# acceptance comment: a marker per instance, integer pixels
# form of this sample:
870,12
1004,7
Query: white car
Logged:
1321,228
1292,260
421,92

WHAT YOU WILL DO:
Retype every entry without changing anything.

OUTPUT BELOW:
# acceptance comment: a marker per instance, integer pixels
# form of this sample:
870,12
1004,7
Query: white car
Logged:
1321,228
1292,260
421,92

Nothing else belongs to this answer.